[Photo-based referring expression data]
────────

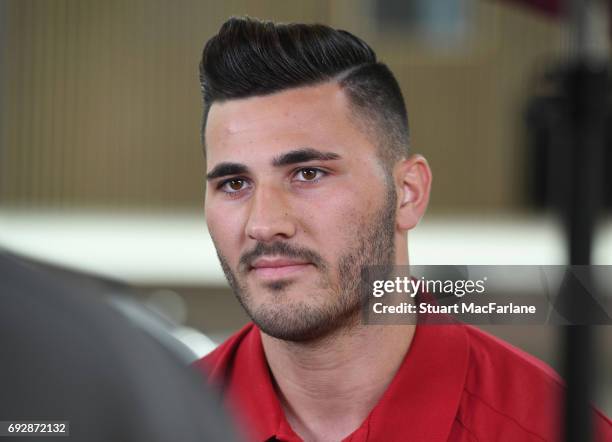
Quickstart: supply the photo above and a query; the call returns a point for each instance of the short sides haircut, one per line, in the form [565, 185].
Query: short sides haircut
[249, 57]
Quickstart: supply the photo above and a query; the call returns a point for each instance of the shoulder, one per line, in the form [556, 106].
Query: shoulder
[511, 395]
[216, 364]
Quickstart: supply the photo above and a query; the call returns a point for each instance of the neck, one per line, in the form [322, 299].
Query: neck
[328, 387]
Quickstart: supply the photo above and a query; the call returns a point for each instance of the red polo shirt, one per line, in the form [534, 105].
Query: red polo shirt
[456, 383]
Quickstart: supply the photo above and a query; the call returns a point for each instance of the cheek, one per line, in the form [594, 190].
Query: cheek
[224, 230]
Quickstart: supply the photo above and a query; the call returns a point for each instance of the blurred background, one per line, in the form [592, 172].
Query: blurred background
[101, 169]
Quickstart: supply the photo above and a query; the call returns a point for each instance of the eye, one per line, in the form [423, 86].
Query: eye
[309, 174]
[233, 185]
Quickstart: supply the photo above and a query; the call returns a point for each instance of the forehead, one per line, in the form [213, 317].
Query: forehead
[315, 116]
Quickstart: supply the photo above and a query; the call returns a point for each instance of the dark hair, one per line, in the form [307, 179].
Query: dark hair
[249, 57]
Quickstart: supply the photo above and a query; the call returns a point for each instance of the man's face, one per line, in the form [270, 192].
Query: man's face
[296, 204]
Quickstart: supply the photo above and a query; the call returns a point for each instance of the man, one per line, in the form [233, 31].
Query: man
[309, 180]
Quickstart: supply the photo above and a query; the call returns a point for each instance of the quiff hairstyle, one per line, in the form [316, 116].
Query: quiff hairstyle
[249, 57]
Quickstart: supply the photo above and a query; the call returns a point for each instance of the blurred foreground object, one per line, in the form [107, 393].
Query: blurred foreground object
[69, 357]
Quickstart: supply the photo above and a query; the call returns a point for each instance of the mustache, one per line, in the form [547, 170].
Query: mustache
[280, 249]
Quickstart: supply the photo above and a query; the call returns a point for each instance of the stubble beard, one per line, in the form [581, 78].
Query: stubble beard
[300, 321]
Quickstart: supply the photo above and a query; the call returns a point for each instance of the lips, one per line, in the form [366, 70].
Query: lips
[272, 268]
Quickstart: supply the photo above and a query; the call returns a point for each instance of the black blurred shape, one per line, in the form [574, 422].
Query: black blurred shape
[548, 129]
[67, 356]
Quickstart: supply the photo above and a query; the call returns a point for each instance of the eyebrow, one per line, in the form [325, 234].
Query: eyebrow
[292, 157]
[303, 155]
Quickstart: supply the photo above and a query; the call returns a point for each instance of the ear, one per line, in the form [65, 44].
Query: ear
[413, 183]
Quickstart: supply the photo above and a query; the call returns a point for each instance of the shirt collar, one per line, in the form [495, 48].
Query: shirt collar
[420, 403]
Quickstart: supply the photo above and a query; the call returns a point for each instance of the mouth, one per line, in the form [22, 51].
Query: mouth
[275, 268]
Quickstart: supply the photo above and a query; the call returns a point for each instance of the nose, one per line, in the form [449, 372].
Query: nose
[270, 216]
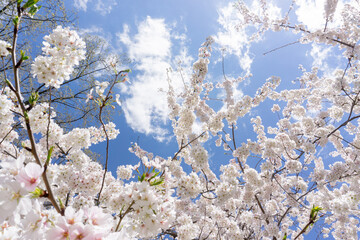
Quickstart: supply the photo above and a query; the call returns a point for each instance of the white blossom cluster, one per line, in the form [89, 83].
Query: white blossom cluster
[4, 48]
[289, 178]
[63, 50]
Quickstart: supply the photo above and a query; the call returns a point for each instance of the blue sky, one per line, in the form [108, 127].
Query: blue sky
[158, 34]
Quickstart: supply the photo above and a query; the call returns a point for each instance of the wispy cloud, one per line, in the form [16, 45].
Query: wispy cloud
[152, 50]
[312, 13]
[234, 38]
[101, 6]
[81, 4]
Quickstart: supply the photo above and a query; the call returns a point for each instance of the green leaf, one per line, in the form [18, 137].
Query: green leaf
[16, 20]
[142, 177]
[33, 98]
[29, 3]
[38, 192]
[154, 175]
[23, 57]
[157, 182]
[285, 237]
[34, 9]
[49, 155]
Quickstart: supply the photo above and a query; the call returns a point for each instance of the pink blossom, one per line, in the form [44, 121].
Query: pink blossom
[29, 176]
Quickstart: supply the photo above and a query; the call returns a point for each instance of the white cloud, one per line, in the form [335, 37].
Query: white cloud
[105, 7]
[81, 4]
[312, 13]
[231, 38]
[102, 6]
[145, 107]
[234, 37]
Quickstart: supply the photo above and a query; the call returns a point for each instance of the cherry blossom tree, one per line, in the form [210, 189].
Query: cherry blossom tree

────────

WORK TO COMPLETE
Lines holding the word "tree" are the answer; copy every one from the records above.

TASK RESULT
Quickstart: supply the photo above and a query; the call returns a point for each instance of the cherry blossom tree, one per line, in the form [210, 189].
Query: cherry blossom tree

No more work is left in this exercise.